# How to choose the best statistical analysis

#### Beatriz Navas

##### New Member
Hi Everyone!,
I am currently doing a study and as part of it, I have to develop a questionnaire with the following structure: Given a change in "Factor A" how will it affect "Factor B"?. I have realized that I have many factors (and therefore my questionnaire is quite long). Then, I would like to perform a statistical analysis to check if some of these factors are independent so I can eliminate some questions, and therefore reduce the questionnaire's size. For instance, if after an statistical analysis I obtain that Factor 1 and Factor 2 are independent i could eliminate 2 questions: (1) Given a change in "Factor 1" how will it affect "Factor 2"? and (2) Given a change in "Factor 2" how will it affect "Factor 1"?

To perform the analysis, I have data regarding factors presented in past accidents as follows:
- Accident 1: Factor 1, Factor 2, Factor 4, Factor "n"
- Accident 2: Factor 2, Factor 3, Factor "n"
...
Is there any statistical test that would allow me to determine if two factors (e.g. Factor 1 and Factor 3) are independent by considering how often they appear together in an accident?

#### DevinUMN

##### New Member
There are a couple of things that are important to consider here, and they're based in a couple of questions you should ask yourself as well as some considerations. Most of these questions/considerations could be answered by understanding the specifics of your analyses (i.e: what is your actual project, data being collected, etc.).
• What kind of data are you getting from the questions?
• Quantitative? (ie: Are you asking, "On a scale of 1-5, how does this make you feel?")
• Qualitative? (ie: "Which of the words best describes how this made you feel" in which you would then look at the frequency of each answer as quantitative data)

* _The tasks_:
1/ In the forum thread on choosing a statistical analysis, what data does Beatriz Navas say she has for performing the analysis?
2/ Reproduce everything in the forum thread on choosing a statistical analysis from "To perform the" down to "being collected, etc.).".
3/ Carry on the forum thread on choosing a statistical analysis from the point where it stops.
The lines that come next are separate material and are not part of the forum thread.

* _Stored records_:
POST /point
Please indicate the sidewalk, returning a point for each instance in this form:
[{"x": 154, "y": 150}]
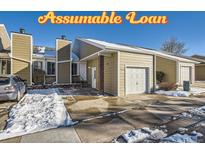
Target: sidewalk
[{"x": 59, "y": 135}]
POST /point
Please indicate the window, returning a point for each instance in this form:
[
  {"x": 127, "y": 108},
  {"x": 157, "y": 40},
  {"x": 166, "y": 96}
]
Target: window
[
  {"x": 38, "y": 65},
  {"x": 50, "y": 68},
  {"x": 4, "y": 80},
  {"x": 5, "y": 67},
  {"x": 74, "y": 68}
]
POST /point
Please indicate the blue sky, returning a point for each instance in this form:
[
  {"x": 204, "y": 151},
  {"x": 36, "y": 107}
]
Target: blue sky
[{"x": 188, "y": 27}]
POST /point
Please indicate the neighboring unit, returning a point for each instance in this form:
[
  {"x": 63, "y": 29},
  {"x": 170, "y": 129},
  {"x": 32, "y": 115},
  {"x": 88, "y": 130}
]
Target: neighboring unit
[
  {"x": 112, "y": 68},
  {"x": 200, "y": 68},
  {"x": 122, "y": 69}
]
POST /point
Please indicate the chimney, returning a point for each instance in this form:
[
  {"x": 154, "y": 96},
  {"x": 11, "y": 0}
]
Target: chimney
[
  {"x": 22, "y": 30},
  {"x": 63, "y": 37}
]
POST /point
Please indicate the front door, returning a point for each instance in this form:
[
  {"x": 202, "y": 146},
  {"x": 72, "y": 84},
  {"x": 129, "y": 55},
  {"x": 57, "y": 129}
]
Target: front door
[
  {"x": 93, "y": 77},
  {"x": 185, "y": 74},
  {"x": 136, "y": 80}
]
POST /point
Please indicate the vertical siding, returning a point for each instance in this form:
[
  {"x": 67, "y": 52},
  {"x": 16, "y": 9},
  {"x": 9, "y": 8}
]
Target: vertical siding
[
  {"x": 4, "y": 40},
  {"x": 87, "y": 49},
  {"x": 21, "y": 69},
  {"x": 168, "y": 67},
  {"x": 137, "y": 60},
  {"x": 64, "y": 47},
  {"x": 64, "y": 73},
  {"x": 21, "y": 50},
  {"x": 90, "y": 64},
  {"x": 192, "y": 66},
  {"x": 200, "y": 73}
]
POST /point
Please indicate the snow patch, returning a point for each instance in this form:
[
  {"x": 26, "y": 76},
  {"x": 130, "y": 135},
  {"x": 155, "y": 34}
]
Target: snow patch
[
  {"x": 173, "y": 93},
  {"x": 148, "y": 135},
  {"x": 185, "y": 138},
  {"x": 180, "y": 93},
  {"x": 141, "y": 135},
  {"x": 39, "y": 110},
  {"x": 199, "y": 112}
]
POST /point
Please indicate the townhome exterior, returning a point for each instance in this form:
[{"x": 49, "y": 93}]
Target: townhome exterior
[
  {"x": 112, "y": 68},
  {"x": 122, "y": 69},
  {"x": 200, "y": 67}
]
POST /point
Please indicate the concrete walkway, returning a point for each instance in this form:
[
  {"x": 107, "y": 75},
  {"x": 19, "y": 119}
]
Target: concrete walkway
[{"x": 59, "y": 135}]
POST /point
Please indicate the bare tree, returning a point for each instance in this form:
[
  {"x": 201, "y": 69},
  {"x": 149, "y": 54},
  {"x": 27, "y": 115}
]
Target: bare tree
[{"x": 174, "y": 46}]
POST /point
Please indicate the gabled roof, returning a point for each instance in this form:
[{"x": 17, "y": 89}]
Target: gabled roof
[
  {"x": 122, "y": 47},
  {"x": 199, "y": 58}
]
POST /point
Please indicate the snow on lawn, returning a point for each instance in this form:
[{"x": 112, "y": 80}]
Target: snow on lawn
[
  {"x": 181, "y": 93},
  {"x": 182, "y": 138},
  {"x": 39, "y": 110},
  {"x": 156, "y": 135},
  {"x": 200, "y": 112}
]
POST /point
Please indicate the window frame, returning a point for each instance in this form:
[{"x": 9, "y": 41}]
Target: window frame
[{"x": 7, "y": 70}]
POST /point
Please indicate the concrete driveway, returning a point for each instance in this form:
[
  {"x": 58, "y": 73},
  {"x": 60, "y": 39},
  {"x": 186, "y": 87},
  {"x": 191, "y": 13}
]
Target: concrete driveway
[{"x": 103, "y": 118}]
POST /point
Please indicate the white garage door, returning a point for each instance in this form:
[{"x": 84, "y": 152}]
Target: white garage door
[
  {"x": 185, "y": 74},
  {"x": 136, "y": 80}
]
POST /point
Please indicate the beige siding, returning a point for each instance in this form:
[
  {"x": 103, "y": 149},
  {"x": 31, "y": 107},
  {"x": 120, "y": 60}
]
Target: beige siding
[
  {"x": 87, "y": 49},
  {"x": 62, "y": 64},
  {"x": 110, "y": 74},
  {"x": 64, "y": 73},
  {"x": 136, "y": 60},
  {"x": 90, "y": 64},
  {"x": 200, "y": 72},
  {"x": 21, "y": 69},
  {"x": 21, "y": 45},
  {"x": 21, "y": 53},
  {"x": 192, "y": 66},
  {"x": 64, "y": 47},
  {"x": 50, "y": 79},
  {"x": 168, "y": 67},
  {"x": 4, "y": 39}
]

* _Per-task answers_:
1/ She has data on the factors present in past accidents.

2/
To perform the analysis, I have data regarding factors presented in past accidents as follows:
- Accident 1: Factor 1, Factor 2, Factor 4, Factor "n"
- Accident 2: Factor 2, Factor 3, Factor "n"
...
Is there any statistical test that would allow me to determine if two factors (e.g. Factor 1 and Factor 3) are independent by considering how often they appear together in an accident?

#### DevinUMN

##### New Member
There are a couple of things that are important to consider here, and they're based in a couple of questions you should ask yourself as well as some considerations. Most of these questions/considerations could be answered by understanding the specifics of your analyses (i.e: what is your actual project, data being collected, etc.).

3/
• Are your "factors" the questions themselves, or are multiple questions relating to specific factors
• ie: Is "Factor n = Question n" or is "Question 1-3, 7, 10 = Factor 1"?
So before helping you further, we'd need answers to those questions, as they're all important questions!

Right now, I think that the only way to figure that out, BEFORE giving out the questionnaire, is to non-statistically ask yourself whether or not you can find questions that are redundant or otherwise irrelevant. From a statistical standpoint though, the only way you're going to figure out which are important, independent, etc. is to collect the data and analyze it afterwards to figure out which questions can be considered unimportant/redundant/irrelevant. Note that this would be analyzed POST-questionnaire. I think that this could be really helpful though, because it will allow you to reduce the number of variables/factors going into your study. It will also help your data analyses, because you would ideally want to have a larger sample size than you do factors/variables (meaning there are more people answering the questions than questions themselves).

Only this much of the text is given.